Provided entries:
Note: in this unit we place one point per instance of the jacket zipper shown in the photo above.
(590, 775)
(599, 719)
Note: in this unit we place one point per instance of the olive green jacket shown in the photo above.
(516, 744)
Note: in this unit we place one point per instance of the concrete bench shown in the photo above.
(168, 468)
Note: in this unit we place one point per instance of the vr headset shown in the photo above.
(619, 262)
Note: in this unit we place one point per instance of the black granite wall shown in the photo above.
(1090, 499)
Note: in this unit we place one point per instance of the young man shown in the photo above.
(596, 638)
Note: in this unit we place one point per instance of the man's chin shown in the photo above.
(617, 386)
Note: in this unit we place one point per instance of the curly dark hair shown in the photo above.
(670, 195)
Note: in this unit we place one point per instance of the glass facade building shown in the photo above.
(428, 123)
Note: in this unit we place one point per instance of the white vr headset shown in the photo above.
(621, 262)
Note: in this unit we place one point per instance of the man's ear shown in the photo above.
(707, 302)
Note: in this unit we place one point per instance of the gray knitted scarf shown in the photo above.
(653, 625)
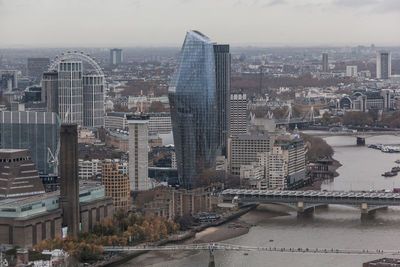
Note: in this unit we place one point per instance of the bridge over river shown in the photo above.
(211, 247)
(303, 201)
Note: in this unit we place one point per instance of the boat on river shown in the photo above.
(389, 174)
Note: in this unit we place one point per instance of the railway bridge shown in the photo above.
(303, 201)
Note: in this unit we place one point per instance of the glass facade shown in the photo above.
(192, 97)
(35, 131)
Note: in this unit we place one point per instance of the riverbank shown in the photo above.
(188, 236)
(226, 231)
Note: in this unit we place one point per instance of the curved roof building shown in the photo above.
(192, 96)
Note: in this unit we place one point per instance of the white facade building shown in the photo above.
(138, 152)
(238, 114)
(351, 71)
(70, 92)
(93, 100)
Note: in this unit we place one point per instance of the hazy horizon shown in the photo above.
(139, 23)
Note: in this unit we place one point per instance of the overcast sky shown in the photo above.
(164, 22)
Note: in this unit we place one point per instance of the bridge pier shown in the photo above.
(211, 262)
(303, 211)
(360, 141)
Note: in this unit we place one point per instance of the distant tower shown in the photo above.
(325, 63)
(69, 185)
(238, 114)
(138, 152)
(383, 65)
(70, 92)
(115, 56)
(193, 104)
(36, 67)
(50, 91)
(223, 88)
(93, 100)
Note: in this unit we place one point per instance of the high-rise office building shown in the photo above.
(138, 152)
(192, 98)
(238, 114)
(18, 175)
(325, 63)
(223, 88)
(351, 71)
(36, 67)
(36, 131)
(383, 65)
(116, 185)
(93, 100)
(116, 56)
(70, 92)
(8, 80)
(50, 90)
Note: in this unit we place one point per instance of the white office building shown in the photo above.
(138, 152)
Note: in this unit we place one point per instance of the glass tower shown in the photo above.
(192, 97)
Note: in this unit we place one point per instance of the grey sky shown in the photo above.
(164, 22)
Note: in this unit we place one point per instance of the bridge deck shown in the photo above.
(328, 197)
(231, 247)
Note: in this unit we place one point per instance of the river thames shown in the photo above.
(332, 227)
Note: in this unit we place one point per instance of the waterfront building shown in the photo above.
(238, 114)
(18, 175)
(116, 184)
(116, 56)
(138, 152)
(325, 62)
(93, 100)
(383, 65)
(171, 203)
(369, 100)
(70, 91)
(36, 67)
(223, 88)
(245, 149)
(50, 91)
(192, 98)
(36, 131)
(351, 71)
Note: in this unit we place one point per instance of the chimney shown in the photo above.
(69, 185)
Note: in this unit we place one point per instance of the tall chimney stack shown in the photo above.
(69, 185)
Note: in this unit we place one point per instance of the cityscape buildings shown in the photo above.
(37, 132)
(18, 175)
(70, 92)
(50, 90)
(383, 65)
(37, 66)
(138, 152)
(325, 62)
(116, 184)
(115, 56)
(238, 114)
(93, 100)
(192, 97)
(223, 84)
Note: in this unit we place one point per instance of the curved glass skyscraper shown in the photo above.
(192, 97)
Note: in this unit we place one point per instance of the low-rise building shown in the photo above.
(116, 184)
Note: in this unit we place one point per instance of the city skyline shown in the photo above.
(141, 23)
...
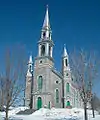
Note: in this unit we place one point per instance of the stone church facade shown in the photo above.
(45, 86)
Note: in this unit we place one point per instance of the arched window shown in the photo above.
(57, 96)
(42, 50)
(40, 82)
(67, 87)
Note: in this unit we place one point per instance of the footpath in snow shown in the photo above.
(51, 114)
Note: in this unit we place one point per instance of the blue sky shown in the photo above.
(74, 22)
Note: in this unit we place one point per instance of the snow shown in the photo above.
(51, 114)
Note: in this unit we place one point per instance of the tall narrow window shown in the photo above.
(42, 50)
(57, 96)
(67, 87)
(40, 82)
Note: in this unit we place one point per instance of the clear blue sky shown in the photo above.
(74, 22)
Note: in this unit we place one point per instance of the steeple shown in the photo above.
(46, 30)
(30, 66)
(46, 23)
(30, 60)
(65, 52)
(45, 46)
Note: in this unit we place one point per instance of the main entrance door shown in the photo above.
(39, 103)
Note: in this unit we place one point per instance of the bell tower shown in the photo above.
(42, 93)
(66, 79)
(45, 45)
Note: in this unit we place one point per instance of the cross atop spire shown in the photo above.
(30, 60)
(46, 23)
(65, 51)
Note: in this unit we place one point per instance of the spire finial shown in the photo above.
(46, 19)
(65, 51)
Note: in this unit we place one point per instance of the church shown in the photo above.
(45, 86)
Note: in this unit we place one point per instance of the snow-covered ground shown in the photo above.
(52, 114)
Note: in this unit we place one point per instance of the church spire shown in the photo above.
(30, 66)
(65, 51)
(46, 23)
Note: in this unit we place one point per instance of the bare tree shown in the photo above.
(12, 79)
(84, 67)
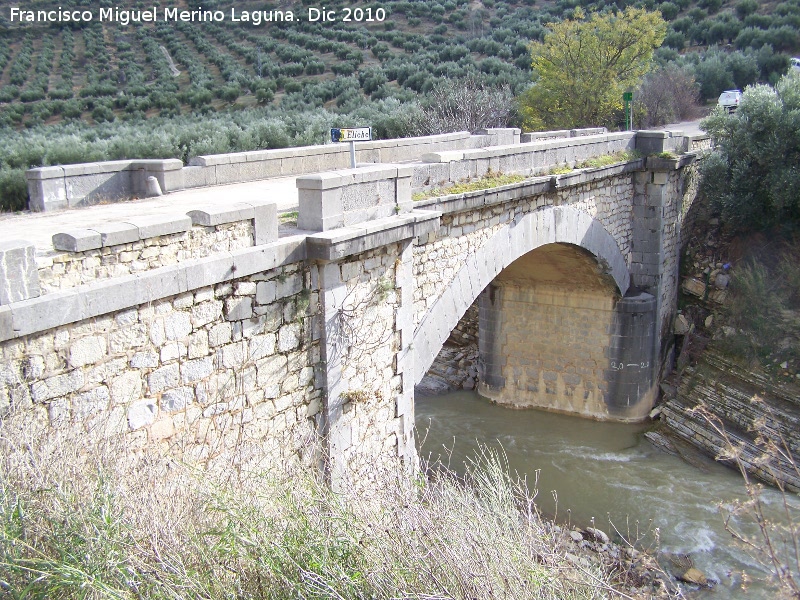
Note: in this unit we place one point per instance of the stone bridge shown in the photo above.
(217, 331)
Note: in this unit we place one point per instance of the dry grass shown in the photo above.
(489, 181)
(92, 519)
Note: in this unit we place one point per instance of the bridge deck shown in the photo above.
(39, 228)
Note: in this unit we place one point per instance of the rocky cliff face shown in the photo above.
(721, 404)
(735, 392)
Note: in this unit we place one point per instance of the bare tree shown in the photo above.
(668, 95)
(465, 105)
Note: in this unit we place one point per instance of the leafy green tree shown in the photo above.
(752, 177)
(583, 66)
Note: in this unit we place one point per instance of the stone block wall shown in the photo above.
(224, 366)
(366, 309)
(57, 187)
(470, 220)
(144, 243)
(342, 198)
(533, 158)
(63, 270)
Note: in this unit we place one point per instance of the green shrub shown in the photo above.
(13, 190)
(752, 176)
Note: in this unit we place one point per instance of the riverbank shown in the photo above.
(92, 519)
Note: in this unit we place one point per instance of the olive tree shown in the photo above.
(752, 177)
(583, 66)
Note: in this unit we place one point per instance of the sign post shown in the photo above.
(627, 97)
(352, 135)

What the exercise asks: How many lines of the items above contain the string "blue"? Uppercase and lowercase letters count as different, and the reply should be the number alone.

The solution: 2